• _TRECHO_
####################

Outro ponto que necessita algumas observações é a questão das atividades práticas. Ela tem, como vimos, constituído a grande preocupação da medicina preventiva e social - dar ao estudante uma forma de atividade que operacionalize o seu discurso no nível pedagógico. Esta foi também uma das imposições ao campo das ciências sociais na área da saúde - o desenvolvimento de experiências que levassem o estudante a observar, estudar e atuar junto a populações carentes. Aí se localizaria, segundo alguns estudiosos, o papel das ciências sociais, no sentido que elas “podem ajudar a compreender e a solucionar o impacto preponderante que os fatores ambientais têm sobre certos grupos marginais da sociedade. Deste modo, os programas de medicina familiar têm sua raiz nesta concepção, que, por outra parte, toma como padrão desejável certos valores da classe média e supõe que a experiência com famílias desintegradas ou marginais pode criar no estudante atitudes de compreensão ou caridade”11. GARCIA, J. C. La educación en la América Latina. Washington, D. C., OPS, 1972. Publicación Científica n.o 255.. Como analisa Garcia, subjacentes a estas concepções estão certos princípios básicos, geralmente não explícitas: “a) que o contato do sujeito com a realidade, sobretudo se se trata de casos sociais extremos, induziria a uma mudança desejável dessas atitudes no comportamento, como seria, por exemplo, a criação de uma maior sensibilidade social no estudante de medicina, pela experiência com populações ou com famílias extremamente pobres e b) que a aquisição do conhecimento “per si” induz a mudanças nas atitudes e no comportamento”. Como conclui o autor, “Tais premissas são falsas quando sustentadas de maneira absoluta, como fazem alguns educadores médicos, e contradizem a evidência acumulada pelas mesmas ciências sociais quanto à multideterminação de atitudes e do comportamento nas pessoas”11. GARCIA, J. C. La educación en la América Latina. Washington, D. C., OPS, 1972. Publicación Científica n.o 255..

Como vimos, este Departamento, através da própria orientação que lhe foi dada, não fugiu à questão de um trabalho prático, ora junto à comunidade, ora junto ao hospital. Os cursos de ciências sociais terão diferentes “práticas”: projetos de investigação (1971, 1980, 1981, 1982); treino em observação e entrevistas junto a pacientes ambulatoriais e hospitalizados, (1974, 1975).

####################

• _DADOS DE ORIGEM_
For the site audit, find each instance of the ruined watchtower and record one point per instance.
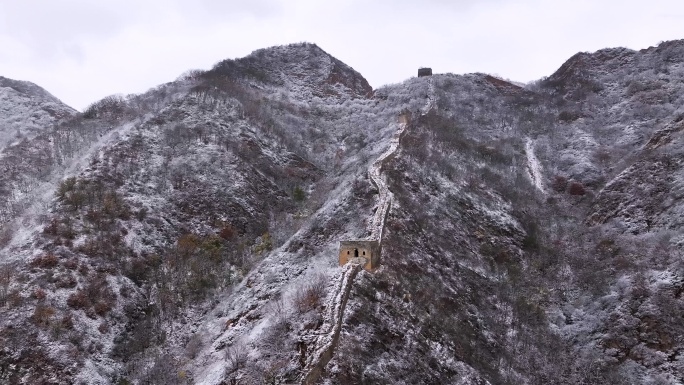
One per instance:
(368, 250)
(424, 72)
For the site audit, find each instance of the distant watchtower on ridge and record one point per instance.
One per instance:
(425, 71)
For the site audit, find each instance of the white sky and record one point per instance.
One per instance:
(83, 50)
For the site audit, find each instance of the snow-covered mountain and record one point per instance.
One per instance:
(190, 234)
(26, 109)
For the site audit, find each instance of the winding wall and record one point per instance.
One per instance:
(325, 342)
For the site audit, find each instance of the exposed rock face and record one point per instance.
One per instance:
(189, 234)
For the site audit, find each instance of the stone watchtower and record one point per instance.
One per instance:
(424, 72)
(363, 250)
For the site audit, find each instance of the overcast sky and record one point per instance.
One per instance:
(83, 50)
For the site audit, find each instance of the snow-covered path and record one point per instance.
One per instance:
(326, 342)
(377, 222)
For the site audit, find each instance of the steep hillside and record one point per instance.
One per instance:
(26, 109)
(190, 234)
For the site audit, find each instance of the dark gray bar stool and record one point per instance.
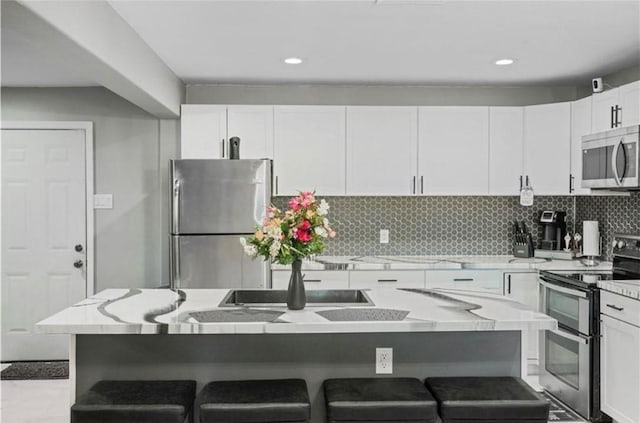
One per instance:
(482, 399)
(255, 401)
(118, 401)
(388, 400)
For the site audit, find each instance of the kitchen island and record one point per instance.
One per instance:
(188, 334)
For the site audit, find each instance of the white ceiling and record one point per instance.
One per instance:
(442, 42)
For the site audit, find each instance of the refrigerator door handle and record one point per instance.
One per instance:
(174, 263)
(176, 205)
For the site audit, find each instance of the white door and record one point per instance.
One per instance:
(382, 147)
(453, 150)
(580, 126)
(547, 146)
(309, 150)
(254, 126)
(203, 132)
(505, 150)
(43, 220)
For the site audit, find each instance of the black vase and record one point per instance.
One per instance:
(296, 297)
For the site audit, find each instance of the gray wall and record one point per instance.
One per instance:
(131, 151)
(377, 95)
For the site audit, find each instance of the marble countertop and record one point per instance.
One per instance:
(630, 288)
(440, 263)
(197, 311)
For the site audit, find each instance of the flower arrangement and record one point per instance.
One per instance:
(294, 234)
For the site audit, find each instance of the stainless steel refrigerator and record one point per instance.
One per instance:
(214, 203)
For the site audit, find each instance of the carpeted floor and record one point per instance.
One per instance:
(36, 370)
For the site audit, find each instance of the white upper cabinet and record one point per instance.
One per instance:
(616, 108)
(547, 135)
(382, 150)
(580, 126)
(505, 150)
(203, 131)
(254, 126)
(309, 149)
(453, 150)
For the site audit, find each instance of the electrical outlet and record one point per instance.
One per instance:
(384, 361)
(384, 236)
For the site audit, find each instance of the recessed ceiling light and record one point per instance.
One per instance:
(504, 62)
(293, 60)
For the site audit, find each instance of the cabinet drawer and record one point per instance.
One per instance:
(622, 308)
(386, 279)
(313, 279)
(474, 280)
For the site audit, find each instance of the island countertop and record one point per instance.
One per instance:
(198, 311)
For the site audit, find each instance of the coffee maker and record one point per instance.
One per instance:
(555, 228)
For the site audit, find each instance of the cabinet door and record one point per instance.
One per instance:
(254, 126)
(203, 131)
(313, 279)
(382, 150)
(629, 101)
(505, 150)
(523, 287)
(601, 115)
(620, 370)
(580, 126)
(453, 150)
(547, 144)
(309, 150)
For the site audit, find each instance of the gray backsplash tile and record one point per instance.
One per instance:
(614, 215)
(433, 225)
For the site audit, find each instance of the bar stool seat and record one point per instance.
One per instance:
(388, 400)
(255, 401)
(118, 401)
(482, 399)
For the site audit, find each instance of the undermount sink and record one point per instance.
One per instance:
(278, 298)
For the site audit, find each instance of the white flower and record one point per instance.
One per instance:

####################

Dê sequência ao trecho sobre as atividades práticas das ciências sociais no ensino médico, começando logo após a última frase apresentada. Os registros foram tirados de outra fonte.

• _ESPAÇO DA RESPOSTA_
A disciplina de Medicina Social que, como vimos anteriormente, constituía parte de uma disciplina de Clínica Preventiva e Medicina Social, irá, em 1974, constituir-se em disciplina autônoma. Isto, como já comentamos, era o esperado, pois os conteúdos dos dois campos e a metodologia de ensino eram diferentes. Considerando sempre que lhe cabia dar uma visão da problemática de saúde, e que nos cursos que a precediam os aspectos econômicos e políticos não eram tratados, especialmente para focalizar uma formação econômico - social concreta, a Medicina Social vinha preencher essa lacuna. Tendo como tônica, até 1975, centralizar a discussão em torno do desenvolvimento e do subdesenvolvimento, a partir desse fato, verifica-se que grande ênfase vai ser dada na análise do modelo de desenvolvimento econômico e social brasileiro, das políticas sociais e da prática médica no Brasil. Acrescente-se que, além dos conhecimentos inerentes ao campo, este curso, dado aos estudantes do quarto ano médico, oferece um momento importante para a reflexão crítica das questões de saúde. As relações da saúde com a organização político-social vista através da história constitui uma importante abordagem desse curso. Citando as unidades que constituíram o curso em diversos anos, evidencia-se o que afirmamos; por exemplo, em 1980-1982, o modelo econômico brasileiro; políticas sociais do Brasil; o aparelho formador do profissional médico; a assistência médica no Brasil; o trabalho médico e seus instrumentos; ideologias médico-profissionais no Brasil.

Sem dúvida, uma das disciplinas que apresentou maior constância de conteúdos e métodos de ensino durante todo o período, desde a sua origem, no Departamento, foi a Epidemiologia. Basicamente o seu conteúdo é dado pela análise da História Natural da Doença, conceitos de incidência e prevalência, os diversos tipos de estudos epidemiológicos - descritivos, prospectivos, transversais; análise dos indicadores de saúde, coeficientes e índices; análise das doenças transmissíveis e não-transmissíveis. Geralmente feito através de aulas expositivas e exercícios, inclui às vezes alguma atividade prática junto a populações, como levantamento de dados1 1 Esta modalidade somente foi usada nos cursos de Enfermagem. e estudos de casos de doenças de notificação compulsória. Em alguns anos, o curso apresentou uma divisão em epidemiologia geral, que tratava do método epidemiológico, e a epidemiologia especial, quando relacionada ao conhecimento sobre cada doença. Essas características do curso de Epidemiologia já haviam sido apontadas desde 1967 para a maioria das escolas latino-americanas1 e só recentemente, ainda do ponto de vista da produção científica1616. ROMERO, A & TRONCOSO, M. del C. La vigilancia epidemiológica: significado e implicaciones en la práctica y en la docencia. Cuadernos Médico-Sociales, 17: 17-28, 1981.),(1717. LAURELL, A. C. Acerca de la reconceptualización de la epidemiologia. Salud Problema, 8:5-9, 1982., é que a epidemiologia vem procurando novas abordagens no sentido de uma reconceituação com os elementos teóricos-conceituais das ciências sociais.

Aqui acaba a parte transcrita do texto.